Activity:
Would you restate all the entries exactly, leaving nothing out?

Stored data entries
※ ※ ※

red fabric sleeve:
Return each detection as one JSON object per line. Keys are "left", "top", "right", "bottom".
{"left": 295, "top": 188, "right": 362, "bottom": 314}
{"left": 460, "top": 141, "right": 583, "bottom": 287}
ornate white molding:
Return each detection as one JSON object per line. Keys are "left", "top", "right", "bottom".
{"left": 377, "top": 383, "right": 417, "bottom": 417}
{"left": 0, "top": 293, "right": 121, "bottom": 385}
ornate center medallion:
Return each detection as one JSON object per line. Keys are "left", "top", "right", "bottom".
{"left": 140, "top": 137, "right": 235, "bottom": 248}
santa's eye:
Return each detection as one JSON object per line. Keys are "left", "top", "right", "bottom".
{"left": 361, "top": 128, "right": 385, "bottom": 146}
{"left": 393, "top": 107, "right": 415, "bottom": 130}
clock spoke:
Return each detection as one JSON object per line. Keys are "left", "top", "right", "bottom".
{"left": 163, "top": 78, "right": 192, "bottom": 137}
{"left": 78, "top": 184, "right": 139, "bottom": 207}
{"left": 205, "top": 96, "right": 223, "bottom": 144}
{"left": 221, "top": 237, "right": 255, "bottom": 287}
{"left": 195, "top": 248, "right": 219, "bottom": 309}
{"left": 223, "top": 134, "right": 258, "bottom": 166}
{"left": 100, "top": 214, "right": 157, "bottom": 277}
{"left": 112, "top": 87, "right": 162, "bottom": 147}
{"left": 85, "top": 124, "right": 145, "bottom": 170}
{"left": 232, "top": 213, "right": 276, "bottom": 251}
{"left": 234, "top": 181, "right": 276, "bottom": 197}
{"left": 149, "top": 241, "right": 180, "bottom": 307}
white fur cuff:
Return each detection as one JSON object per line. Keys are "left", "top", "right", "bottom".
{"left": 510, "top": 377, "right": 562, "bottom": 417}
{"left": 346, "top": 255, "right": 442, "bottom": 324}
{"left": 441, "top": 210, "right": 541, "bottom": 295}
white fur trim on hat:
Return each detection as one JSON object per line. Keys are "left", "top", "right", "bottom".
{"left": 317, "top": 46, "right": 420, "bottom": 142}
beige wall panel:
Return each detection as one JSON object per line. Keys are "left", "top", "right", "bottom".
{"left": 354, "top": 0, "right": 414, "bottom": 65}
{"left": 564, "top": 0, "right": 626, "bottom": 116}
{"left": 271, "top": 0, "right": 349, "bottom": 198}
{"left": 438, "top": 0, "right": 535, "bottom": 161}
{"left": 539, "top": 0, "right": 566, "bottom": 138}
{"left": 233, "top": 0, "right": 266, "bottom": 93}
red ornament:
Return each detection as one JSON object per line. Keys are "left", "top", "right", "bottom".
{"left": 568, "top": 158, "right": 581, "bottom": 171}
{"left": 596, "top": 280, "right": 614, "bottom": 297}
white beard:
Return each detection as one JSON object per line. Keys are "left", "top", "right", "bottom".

※ ※ ※

Answer section:
red fabric sleeve:
Return each detection as one JSON object per line. Keys are "left", "top", "right", "bottom".
{"left": 295, "top": 188, "right": 362, "bottom": 314}
{"left": 460, "top": 141, "right": 583, "bottom": 287}
ornate white molding:
Return each detection as one JSON object per line. Keys are "left", "top", "right", "bottom".
{"left": 377, "top": 383, "right": 417, "bottom": 417}
{"left": 0, "top": 293, "right": 121, "bottom": 385}
ornate center medallion:
Return each detection as one JSON object per line. Keys are "left", "top", "right", "bottom".
{"left": 140, "top": 137, "right": 235, "bottom": 248}
santa's eye:
Return each detection as one JSON object per line. Keys are "left", "top", "right", "bottom".
{"left": 361, "top": 128, "right": 385, "bottom": 146}
{"left": 393, "top": 107, "right": 415, "bottom": 130}
clock spoke:
Return each detection as one JSON object per line. Keys are "left", "top", "right", "bottom".
{"left": 163, "top": 78, "right": 192, "bottom": 137}
{"left": 78, "top": 184, "right": 139, "bottom": 207}
{"left": 205, "top": 96, "right": 223, "bottom": 144}
{"left": 221, "top": 237, "right": 255, "bottom": 287}
{"left": 195, "top": 248, "right": 219, "bottom": 309}
{"left": 223, "top": 134, "right": 258, "bottom": 166}
{"left": 100, "top": 214, "right": 157, "bottom": 277}
{"left": 112, "top": 87, "right": 162, "bottom": 147}
{"left": 85, "top": 124, "right": 145, "bottom": 170}
{"left": 232, "top": 213, "right": 276, "bottom": 251}
{"left": 234, "top": 181, "right": 276, "bottom": 197}
{"left": 149, "top": 241, "right": 180, "bottom": 307}
white fur cuff:
Return each detection as one JSON object per line. Keys are "left", "top", "right", "bottom".
{"left": 510, "top": 377, "right": 562, "bottom": 417}
{"left": 346, "top": 255, "right": 442, "bottom": 324}
{"left": 441, "top": 210, "right": 541, "bottom": 295}
white fur trim on hat:
Return each detection as one JSON object per line. Keys are "left", "top", "right", "bottom".
{"left": 317, "top": 46, "right": 420, "bottom": 142}
beige wall panel:
Return each detection as one JSON object per line. Keys are "left", "top", "right", "bottom".
{"left": 354, "top": 0, "right": 414, "bottom": 65}
{"left": 564, "top": 0, "right": 626, "bottom": 116}
{"left": 271, "top": 0, "right": 349, "bottom": 198}
{"left": 438, "top": 0, "right": 535, "bottom": 161}
{"left": 539, "top": 0, "right": 566, "bottom": 138}
{"left": 233, "top": 0, "right": 266, "bottom": 93}
red ornament:
Return each detection as one JSON object per line. Keys are "left", "top", "right", "bottom".
{"left": 568, "top": 158, "right": 581, "bottom": 171}
{"left": 596, "top": 280, "right": 614, "bottom": 297}
white beard:
Return each detection as one JSON object per line. Keys are "left", "top", "right", "bottom".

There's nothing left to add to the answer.